From the records below, copy each line in which the string "panel" occurs.

*** Exercise material ***

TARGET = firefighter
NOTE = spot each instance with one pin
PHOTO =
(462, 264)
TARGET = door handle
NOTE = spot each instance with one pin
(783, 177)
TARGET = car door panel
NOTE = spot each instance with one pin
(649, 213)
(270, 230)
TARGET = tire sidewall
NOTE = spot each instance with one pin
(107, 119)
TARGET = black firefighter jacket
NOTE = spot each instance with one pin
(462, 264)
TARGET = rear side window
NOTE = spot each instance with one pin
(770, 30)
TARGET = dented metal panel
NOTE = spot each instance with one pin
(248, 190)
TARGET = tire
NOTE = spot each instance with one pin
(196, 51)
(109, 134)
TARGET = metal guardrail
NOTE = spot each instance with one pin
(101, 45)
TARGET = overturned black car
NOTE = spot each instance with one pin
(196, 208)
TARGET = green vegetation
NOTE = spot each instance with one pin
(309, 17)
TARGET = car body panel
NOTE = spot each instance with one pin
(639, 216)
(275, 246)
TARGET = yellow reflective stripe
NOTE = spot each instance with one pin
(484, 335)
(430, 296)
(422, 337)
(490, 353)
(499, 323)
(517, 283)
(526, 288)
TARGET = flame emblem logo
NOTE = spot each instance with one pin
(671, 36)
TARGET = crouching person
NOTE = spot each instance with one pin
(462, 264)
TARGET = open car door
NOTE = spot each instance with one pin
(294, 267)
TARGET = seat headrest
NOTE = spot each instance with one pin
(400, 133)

*** End of Exercise material ***

Response to this task>
TARGET = car door panel
TARGET = dented metal panel
TARGET = car body panel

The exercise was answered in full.